> _EXCERPTED TEXT_:
--- Begin ---

Re: Parallel Seq Scan

From: Amit Langote <Langote_Amit_f8(at)lab(dot)ntt(dot)co(dot)jp>
To: Amit Kapila <amit(dot)kapila16(at)gmail(dot)com>, Amit Langote <amitlangote09(at)gmail(dot)com>
Cc: Robert Haas <robertmhaas(at)gmail(dot)com>, Fabrízio Mello <fabriziomello(at)gmail(dot)com>, Thom Brown <thom(at)linux(dot)com>, Stephen Frost <sfrost(at)snowman(dot)net>, pgsql-hackers <pgsql-hackers(at)postgresql(dot)org>
Subject: Re: Parallel Seq Scan
Date: 2015-01-22 05:14:37
Message-ID: 54C0873D.3070001@lab.ntt.co.jp
Views: Raw Message | Whole Thread | Download mbox | Resend email
Thread:
Lists: pgsql-hackers

On 21-01-2015 PM 09:43, Amit Kapila wrote:
> On Wed, Jan 21, 2015 at 4:31 PM, Amit Langote <amitlangote09(at)gmail(dot)com>
> wrote:
>> On Wednesday, January 21, 2015, Amit Kapila <amit(dot)kapila16(at)gmail(dot)com>
> wrote:
>>>
>>>
>>> Does it happen only when parallel_seqscan_degree > max_worker_processes?
>>
>>
>> I have max_worker_processes set to the default of 8 while
> parallel_seqscan_degree is 4. So, this may be a case different from Thom's.
>>
>
> I think this is due to reason that memory for forming
> tuple in master backend is retained for longer time which
> is causing this statement to take much longer time than
> required. I have fixed the other issue as well reported by
> you in attached patch.
>

Thanks for fixing.

> I think this patch is still not completely ready for general
> purpose testing, however it could be helpful if we can run
> some tests to see in what kind of scenario's it gives benefit
> like in the test you are doing if rather than increasing
> seq_page_cost, you should add an expensive WHERE condition
> so that it should automatically select parallel plan. I think it is better
> to change one of the new parameter's (parallel_setup_cost,
> parallel_startup_cost and cpu_tuple_comm_cost) if you want
> your statement to use parallel plan, like in your example if
> you would have reduced cpu_tuple_comm_cost, it would have
> selected parallel plan, that way we can get some feedback about
> what should be the appropriate default values for the newly added
> parameters. I am already planing to do some tests in that regard,
> however if I get some feedback from other's that would be helpful.

--- End ---

> _GIVEN REQUEST 1_:
List every line of the listing below that contains the string "grille", treating case as significant.

> _STORED DATA_:
--- Begin ---

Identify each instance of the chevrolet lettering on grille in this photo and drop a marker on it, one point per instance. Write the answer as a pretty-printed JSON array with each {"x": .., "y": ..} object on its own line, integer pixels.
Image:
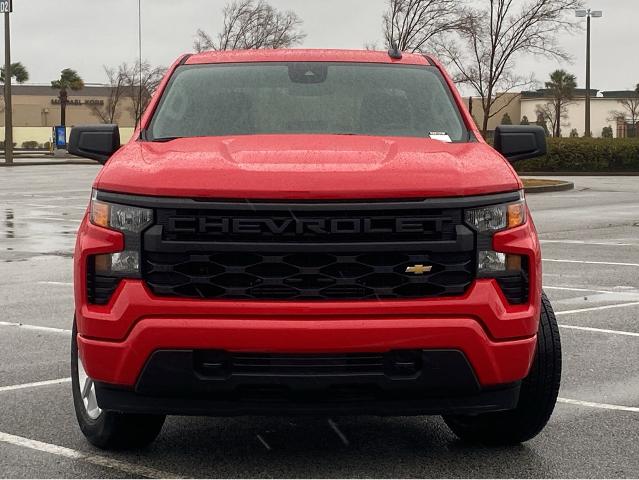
[{"x": 300, "y": 226}]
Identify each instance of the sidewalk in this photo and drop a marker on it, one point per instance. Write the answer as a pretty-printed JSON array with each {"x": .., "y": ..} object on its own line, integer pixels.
[{"x": 44, "y": 159}]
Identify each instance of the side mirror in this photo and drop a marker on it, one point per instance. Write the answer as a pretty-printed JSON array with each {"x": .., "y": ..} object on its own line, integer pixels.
[
  {"x": 97, "y": 142},
  {"x": 519, "y": 142}
]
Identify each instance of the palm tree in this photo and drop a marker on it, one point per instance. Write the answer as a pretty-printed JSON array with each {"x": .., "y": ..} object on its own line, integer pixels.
[
  {"x": 18, "y": 72},
  {"x": 561, "y": 88},
  {"x": 69, "y": 80}
]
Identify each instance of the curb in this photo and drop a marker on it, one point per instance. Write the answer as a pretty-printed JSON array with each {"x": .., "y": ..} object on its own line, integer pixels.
[
  {"x": 52, "y": 162},
  {"x": 559, "y": 187},
  {"x": 578, "y": 174}
]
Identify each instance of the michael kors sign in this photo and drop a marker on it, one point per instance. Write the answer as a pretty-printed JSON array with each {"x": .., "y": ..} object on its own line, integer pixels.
[{"x": 75, "y": 101}]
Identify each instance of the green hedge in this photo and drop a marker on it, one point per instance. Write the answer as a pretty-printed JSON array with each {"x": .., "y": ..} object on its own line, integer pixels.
[{"x": 586, "y": 155}]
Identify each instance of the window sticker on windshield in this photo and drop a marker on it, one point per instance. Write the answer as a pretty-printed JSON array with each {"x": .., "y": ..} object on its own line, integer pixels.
[{"x": 441, "y": 136}]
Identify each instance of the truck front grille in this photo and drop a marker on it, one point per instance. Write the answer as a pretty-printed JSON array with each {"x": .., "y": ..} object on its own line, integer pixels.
[
  {"x": 282, "y": 251},
  {"x": 311, "y": 275}
]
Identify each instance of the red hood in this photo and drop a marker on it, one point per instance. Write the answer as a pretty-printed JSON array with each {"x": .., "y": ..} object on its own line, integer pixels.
[{"x": 307, "y": 166}]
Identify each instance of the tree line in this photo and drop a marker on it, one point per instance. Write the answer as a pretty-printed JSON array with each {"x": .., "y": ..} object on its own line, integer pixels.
[{"x": 480, "y": 43}]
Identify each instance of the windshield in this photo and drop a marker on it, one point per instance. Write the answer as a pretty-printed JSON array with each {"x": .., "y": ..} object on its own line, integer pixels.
[{"x": 317, "y": 97}]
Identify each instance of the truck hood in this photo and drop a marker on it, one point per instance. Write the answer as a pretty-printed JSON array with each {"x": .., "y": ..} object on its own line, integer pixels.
[{"x": 307, "y": 167}]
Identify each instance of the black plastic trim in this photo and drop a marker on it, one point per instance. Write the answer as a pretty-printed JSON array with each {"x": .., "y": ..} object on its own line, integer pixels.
[
  {"x": 286, "y": 205},
  {"x": 187, "y": 382}
]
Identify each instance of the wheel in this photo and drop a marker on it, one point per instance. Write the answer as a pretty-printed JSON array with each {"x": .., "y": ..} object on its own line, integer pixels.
[
  {"x": 537, "y": 398},
  {"x": 105, "y": 429}
]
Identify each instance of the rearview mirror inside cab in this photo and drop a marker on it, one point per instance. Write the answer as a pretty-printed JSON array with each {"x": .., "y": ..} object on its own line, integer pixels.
[
  {"x": 519, "y": 142},
  {"x": 97, "y": 142}
]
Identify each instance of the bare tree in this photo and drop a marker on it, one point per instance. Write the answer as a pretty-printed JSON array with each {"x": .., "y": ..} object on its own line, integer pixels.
[
  {"x": 249, "y": 24},
  {"x": 484, "y": 49},
  {"x": 140, "y": 83},
  {"x": 410, "y": 25},
  {"x": 109, "y": 112}
]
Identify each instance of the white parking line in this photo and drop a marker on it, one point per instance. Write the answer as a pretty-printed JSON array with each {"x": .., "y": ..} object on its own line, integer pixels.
[
  {"x": 34, "y": 327},
  {"x": 601, "y": 330},
  {"x": 605, "y": 406},
  {"x": 339, "y": 433},
  {"x": 35, "y": 384},
  {"x": 263, "y": 442},
  {"x": 99, "y": 460},
  {"x": 573, "y": 289},
  {"x": 585, "y": 242},
  {"x": 592, "y": 309},
  {"x": 588, "y": 262}
]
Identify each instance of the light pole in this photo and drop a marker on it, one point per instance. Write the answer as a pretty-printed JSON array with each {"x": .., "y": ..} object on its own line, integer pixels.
[
  {"x": 8, "y": 116},
  {"x": 588, "y": 14}
]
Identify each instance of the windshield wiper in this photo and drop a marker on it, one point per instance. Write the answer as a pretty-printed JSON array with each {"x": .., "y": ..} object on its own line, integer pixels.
[{"x": 165, "y": 139}]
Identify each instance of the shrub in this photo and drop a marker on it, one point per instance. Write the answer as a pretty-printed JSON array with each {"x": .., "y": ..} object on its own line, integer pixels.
[
  {"x": 586, "y": 155},
  {"x": 30, "y": 145},
  {"x": 506, "y": 120}
]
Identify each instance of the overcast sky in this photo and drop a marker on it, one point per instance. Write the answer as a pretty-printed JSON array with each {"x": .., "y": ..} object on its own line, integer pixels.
[{"x": 49, "y": 35}]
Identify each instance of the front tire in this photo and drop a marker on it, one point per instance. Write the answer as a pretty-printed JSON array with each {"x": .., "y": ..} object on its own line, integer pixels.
[
  {"x": 105, "y": 429},
  {"x": 537, "y": 398}
]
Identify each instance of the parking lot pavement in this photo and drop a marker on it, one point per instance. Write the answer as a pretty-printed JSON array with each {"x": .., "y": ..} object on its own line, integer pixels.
[{"x": 590, "y": 239}]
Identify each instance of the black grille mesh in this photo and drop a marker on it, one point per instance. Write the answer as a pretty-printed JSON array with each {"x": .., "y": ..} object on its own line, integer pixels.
[
  {"x": 311, "y": 275},
  {"x": 99, "y": 288}
]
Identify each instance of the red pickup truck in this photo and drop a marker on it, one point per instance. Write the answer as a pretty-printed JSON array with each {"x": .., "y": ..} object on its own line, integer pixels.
[{"x": 309, "y": 232}]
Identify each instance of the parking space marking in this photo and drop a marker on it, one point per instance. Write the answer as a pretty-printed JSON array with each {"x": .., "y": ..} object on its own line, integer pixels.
[
  {"x": 588, "y": 262},
  {"x": 339, "y": 433},
  {"x": 574, "y": 289},
  {"x": 99, "y": 460},
  {"x": 605, "y": 406},
  {"x": 44, "y": 383},
  {"x": 601, "y": 330},
  {"x": 35, "y": 327},
  {"x": 585, "y": 242},
  {"x": 263, "y": 442},
  {"x": 592, "y": 309}
]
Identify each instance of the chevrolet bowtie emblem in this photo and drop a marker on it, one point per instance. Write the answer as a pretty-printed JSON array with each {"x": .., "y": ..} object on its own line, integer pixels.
[{"x": 419, "y": 269}]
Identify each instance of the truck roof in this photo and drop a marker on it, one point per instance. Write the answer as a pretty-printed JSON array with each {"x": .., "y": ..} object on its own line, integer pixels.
[{"x": 303, "y": 55}]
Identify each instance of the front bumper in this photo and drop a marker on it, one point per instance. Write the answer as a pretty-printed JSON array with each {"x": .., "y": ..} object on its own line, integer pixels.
[
  {"x": 117, "y": 340},
  {"x": 401, "y": 382}
]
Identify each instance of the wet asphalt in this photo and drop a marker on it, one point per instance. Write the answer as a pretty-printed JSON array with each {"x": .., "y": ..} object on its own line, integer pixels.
[{"x": 590, "y": 239}]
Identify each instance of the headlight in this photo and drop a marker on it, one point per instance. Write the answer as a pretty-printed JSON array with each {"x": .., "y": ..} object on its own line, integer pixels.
[
  {"x": 497, "y": 217},
  {"x": 119, "y": 217}
]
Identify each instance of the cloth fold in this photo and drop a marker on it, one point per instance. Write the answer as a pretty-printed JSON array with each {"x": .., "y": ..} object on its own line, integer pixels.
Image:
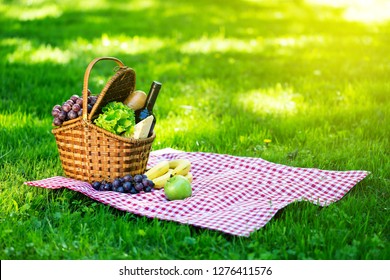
[{"x": 231, "y": 194}]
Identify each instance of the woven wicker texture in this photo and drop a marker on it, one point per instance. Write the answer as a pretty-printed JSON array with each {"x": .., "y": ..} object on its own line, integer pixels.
[{"x": 89, "y": 153}]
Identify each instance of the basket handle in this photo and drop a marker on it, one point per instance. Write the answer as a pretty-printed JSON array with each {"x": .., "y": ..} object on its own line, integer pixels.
[{"x": 86, "y": 79}]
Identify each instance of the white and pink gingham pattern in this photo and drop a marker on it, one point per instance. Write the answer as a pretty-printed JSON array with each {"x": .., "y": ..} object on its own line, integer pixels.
[{"x": 231, "y": 194}]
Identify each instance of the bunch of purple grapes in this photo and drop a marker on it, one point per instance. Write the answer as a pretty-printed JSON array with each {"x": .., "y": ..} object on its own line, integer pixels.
[
  {"x": 126, "y": 184},
  {"x": 71, "y": 109}
]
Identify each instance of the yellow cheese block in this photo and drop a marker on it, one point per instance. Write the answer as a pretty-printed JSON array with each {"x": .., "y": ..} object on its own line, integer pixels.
[{"x": 141, "y": 129}]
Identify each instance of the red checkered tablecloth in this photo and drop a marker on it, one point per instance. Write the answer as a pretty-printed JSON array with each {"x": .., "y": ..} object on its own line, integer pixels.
[{"x": 235, "y": 195}]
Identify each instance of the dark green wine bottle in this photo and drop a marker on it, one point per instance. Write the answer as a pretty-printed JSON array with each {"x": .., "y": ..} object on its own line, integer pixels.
[{"x": 147, "y": 111}]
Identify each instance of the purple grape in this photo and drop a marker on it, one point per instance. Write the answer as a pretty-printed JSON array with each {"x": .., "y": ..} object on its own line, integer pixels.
[
  {"x": 133, "y": 190},
  {"x": 76, "y": 107},
  {"x": 127, "y": 178},
  {"x": 150, "y": 183},
  {"x": 93, "y": 100},
  {"x": 139, "y": 187},
  {"x": 79, "y": 101},
  {"x": 107, "y": 186},
  {"x": 145, "y": 182},
  {"x": 127, "y": 186},
  {"x": 138, "y": 178},
  {"x": 55, "y": 112},
  {"x": 120, "y": 189},
  {"x": 57, "y": 107},
  {"x": 70, "y": 102},
  {"x": 116, "y": 183},
  {"x": 72, "y": 115},
  {"x": 66, "y": 107},
  {"x": 57, "y": 122},
  {"x": 74, "y": 98},
  {"x": 62, "y": 115}
]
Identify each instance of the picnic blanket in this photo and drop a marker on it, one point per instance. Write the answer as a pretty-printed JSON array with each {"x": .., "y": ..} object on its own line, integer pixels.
[{"x": 231, "y": 194}]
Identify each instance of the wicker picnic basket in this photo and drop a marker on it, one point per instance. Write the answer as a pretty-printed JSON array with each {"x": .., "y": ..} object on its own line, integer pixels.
[{"x": 90, "y": 153}]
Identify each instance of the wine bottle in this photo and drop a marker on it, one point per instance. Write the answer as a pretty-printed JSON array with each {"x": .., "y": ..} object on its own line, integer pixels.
[{"x": 147, "y": 111}]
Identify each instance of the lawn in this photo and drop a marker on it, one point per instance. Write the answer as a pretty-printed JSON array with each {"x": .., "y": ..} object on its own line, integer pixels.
[{"x": 312, "y": 78}]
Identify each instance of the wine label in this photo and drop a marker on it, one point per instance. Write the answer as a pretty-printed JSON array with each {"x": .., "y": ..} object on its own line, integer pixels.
[{"x": 141, "y": 129}]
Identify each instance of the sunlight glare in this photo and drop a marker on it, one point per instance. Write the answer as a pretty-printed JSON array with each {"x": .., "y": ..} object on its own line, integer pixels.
[
  {"x": 273, "y": 100},
  {"x": 25, "y": 52},
  {"x": 360, "y": 10}
]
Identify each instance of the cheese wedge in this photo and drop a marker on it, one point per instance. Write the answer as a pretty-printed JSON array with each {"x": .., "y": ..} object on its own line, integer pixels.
[{"x": 141, "y": 129}]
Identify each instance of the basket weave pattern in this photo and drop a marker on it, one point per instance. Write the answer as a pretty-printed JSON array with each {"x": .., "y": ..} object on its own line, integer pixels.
[{"x": 90, "y": 153}]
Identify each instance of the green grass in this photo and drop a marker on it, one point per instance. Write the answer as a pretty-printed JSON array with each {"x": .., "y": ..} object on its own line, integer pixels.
[{"x": 234, "y": 73}]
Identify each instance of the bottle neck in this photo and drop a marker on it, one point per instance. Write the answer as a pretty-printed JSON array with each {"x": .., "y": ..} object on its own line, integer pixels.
[{"x": 152, "y": 95}]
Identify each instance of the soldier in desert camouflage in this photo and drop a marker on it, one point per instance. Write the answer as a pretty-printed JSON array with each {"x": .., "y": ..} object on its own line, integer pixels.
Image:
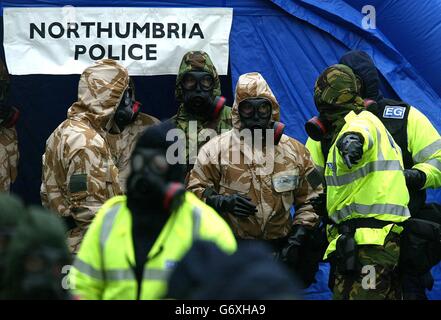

--- End ---

> _GIVEN REQUEST 2_:
Decide whether each statement agrees with the Parallel Seq Scan message, answering yes or no and quoting the words of the message that settle it: (a) max_worker_processes was set to its default of 8; (b) Amit Kapila considers the patch ready for general purpose testing; (c) Amit Kapila recommends increasing seq_page_cost to get a parallel plan.

> _FULL OUTPUT 1_:
Identify each instance of the chevrolet lettering on grille in this photo and drop a marker on it, one point per instance. Write the answer as a pretty-printed JSON array with each {"x": .., "y": ..} object on its own line, integer pixels.
Identify each instance of the truck front grille in this photo and drop a marker on it, one point per instance. Write the answer as a pretty-printed JSON array with each {"x": .., "y": ..} object on its own line, integer pixels.
Identify each instance of the black grille mesh in this photo and drop a marker on it, one point per instance. Write the answer as a pretty-printed JSON array with each {"x": .., "y": ..} object on its own line, integer pixels.

> _FULL OUTPUT 2_:
(a) Yes: "max_worker_processes set to the default of 8"
(b) No: "I think this patch is still not completely ready for general"
(c) No: "rather than increasing" … "seq_page_cost, you should add an expensive WHERE condition"